**What the task asks**
Reproduce the passage of the tail block thread from "## PaoloSmythe (Aug" up to and including "goofy) the nose.".

**Document extract**
┄┄┄┄┄┄┄┄┄┄
# tail block



## PaoloSmythe (Aug 19, 2007)

a what? :dunno:


----------



## Guest (Jan 7, 2009)

strechts back leg , bend front leg , take with right hand (if regular, with left hand (if goofy) the nose.
this way you stay on your tail because your shoulders are above the tail thanks to the grab


----------



## Guest (Jan 7, 2009)

Wow that's a good reply! The thing doesn`t seem so difficult suddenly 

example of a tailblock for the ppl who don`t know it click


----------



## Guest (Jan 7, 2009)

srry mixed up with the hands , its the oposite , look at link above


----------



## T.J. (Aug 28, 2007)

never knew what those where called but i wanna learn them.


----------



## Guest (Jan 7, 2009)

T.J. said:


> never knew what those where called but i wanna learn them.


not a hard trick , do them on a flat base , so you don't slid away
be confident go for it totaly , or it won't work.
start holding it for an instant , later on you will be able to hold them longer


----------



## Suburban Blend (Feb 23, 2008)




----------



## Guest (Jan 8, 2009)

Does the flexibility of the board come into play with this trick?


----------



## Rocan (Dec 3, 2008)

showbiz said:


> Does the flexibility of the board come into play with this trick?


id say yes... stiffer boards feel like they want to be flat, not on their tail...


im wondering if you can snap your board by doing this...


----------
┄┄┄┄┄┄┄┄┄┄
**Listed records**
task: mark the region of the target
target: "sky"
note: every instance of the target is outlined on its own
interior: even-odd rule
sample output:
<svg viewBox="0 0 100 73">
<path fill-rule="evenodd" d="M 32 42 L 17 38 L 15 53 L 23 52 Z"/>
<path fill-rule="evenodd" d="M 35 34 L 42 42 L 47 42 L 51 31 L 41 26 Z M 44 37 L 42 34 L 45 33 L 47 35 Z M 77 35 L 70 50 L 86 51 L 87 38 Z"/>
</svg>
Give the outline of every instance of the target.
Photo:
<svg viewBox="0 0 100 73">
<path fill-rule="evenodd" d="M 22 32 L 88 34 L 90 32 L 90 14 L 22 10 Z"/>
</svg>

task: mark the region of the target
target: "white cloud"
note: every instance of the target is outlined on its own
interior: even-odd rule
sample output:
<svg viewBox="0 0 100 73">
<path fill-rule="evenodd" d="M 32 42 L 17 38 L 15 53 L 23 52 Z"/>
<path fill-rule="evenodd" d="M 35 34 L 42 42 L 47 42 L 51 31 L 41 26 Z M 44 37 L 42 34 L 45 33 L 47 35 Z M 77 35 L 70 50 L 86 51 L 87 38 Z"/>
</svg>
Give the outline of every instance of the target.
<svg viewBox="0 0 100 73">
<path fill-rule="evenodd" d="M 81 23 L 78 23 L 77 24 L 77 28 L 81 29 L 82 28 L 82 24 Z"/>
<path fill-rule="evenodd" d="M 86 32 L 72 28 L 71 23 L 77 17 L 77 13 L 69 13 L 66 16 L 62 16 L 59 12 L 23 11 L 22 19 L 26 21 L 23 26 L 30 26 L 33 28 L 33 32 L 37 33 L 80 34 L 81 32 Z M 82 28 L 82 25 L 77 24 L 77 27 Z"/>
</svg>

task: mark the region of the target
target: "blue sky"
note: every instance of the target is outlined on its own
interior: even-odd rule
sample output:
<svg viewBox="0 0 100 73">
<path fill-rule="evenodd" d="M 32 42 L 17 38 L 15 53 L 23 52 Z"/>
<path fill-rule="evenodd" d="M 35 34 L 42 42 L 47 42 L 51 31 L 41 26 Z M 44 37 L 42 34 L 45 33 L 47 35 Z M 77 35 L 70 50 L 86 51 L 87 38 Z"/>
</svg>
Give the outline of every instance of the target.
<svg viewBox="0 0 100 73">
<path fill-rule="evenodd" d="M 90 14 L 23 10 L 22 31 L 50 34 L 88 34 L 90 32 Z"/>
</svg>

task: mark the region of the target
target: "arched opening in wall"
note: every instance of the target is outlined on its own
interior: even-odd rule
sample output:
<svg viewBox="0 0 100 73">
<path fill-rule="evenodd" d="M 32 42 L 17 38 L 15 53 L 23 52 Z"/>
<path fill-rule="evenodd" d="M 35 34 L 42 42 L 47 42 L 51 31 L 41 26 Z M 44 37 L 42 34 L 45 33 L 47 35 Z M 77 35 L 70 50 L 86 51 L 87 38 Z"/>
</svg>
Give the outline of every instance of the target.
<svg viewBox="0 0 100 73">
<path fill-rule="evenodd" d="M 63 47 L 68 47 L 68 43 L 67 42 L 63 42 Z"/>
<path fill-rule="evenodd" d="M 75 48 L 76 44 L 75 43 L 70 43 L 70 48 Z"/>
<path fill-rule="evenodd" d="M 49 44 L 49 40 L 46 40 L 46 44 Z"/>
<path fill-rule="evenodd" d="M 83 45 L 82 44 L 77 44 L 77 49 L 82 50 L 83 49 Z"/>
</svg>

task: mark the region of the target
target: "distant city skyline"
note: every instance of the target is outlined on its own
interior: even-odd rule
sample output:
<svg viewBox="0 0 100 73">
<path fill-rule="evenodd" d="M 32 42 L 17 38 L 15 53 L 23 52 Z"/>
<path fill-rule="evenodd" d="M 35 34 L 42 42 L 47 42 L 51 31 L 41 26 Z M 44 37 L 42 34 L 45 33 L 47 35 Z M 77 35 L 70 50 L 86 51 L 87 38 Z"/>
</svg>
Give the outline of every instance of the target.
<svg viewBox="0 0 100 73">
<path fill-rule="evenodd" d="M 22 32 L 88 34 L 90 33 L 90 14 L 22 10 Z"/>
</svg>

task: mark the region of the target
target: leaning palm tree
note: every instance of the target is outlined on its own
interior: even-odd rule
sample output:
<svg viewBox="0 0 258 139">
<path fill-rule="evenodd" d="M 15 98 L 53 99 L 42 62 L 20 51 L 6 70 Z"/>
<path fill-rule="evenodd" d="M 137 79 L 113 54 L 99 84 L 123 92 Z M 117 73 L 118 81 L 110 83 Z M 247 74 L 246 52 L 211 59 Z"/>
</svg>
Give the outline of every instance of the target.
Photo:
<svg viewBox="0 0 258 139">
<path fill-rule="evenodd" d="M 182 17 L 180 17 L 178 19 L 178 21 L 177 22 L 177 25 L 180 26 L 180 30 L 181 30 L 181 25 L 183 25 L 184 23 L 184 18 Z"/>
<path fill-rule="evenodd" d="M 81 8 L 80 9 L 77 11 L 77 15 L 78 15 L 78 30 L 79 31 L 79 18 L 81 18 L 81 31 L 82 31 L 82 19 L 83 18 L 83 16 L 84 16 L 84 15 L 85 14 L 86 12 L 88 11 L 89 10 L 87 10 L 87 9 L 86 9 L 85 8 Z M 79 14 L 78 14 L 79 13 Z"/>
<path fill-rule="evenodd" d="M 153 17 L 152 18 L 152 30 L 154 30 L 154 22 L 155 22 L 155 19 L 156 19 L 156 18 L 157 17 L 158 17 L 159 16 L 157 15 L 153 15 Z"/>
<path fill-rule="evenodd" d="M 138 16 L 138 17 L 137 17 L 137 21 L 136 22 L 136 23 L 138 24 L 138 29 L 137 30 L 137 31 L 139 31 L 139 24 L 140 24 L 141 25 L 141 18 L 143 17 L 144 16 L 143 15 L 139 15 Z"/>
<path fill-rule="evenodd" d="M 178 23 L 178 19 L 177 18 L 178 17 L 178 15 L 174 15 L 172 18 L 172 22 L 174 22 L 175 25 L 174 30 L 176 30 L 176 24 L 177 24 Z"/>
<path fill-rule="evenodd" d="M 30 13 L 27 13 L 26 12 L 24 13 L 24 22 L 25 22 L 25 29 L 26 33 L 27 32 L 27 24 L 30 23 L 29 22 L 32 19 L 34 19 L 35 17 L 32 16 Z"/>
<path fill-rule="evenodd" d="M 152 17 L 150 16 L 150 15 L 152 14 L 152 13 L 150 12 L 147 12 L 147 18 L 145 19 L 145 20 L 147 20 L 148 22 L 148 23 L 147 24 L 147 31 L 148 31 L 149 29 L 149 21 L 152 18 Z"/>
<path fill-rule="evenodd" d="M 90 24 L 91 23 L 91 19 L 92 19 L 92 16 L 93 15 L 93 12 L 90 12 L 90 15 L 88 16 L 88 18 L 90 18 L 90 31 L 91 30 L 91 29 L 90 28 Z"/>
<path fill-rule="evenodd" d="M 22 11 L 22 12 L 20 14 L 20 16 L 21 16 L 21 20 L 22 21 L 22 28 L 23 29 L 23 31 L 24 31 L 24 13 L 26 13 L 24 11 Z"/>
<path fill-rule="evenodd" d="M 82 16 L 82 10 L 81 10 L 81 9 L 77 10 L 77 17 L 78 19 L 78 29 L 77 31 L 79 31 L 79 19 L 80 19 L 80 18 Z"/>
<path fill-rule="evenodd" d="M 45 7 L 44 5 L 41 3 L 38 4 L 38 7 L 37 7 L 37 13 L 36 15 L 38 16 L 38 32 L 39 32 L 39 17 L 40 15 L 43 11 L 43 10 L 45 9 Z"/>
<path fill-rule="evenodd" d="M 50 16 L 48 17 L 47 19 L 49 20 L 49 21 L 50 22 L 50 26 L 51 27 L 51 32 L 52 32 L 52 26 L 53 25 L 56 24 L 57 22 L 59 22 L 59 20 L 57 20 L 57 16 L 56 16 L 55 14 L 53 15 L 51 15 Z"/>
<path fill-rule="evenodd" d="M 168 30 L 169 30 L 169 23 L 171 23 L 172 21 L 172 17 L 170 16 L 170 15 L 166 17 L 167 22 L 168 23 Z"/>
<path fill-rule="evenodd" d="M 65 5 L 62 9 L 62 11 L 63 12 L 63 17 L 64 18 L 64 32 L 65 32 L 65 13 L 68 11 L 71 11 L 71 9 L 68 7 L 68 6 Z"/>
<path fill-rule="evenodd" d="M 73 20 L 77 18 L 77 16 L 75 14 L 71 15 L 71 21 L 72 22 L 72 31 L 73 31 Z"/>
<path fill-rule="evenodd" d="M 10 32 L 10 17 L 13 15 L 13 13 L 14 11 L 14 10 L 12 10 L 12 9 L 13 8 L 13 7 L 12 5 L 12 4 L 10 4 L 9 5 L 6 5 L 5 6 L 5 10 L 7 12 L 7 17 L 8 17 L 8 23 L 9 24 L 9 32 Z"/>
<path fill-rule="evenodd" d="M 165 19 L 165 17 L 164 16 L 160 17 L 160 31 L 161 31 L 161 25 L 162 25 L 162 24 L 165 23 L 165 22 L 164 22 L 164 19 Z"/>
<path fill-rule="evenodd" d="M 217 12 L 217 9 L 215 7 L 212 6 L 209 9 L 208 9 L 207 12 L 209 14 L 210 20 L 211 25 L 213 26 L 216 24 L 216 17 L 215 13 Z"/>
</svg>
┄┄┄┄┄┄┄┄┄┄
**Answer to this problem**
## PaoloSmythe (Aug 19, 2007)

a what? :dunno:


----------



## Guest (Jan 7, 2009)

strechts back leg , bend front leg , take with right hand (if regular, with left hand (if goofy) the nose.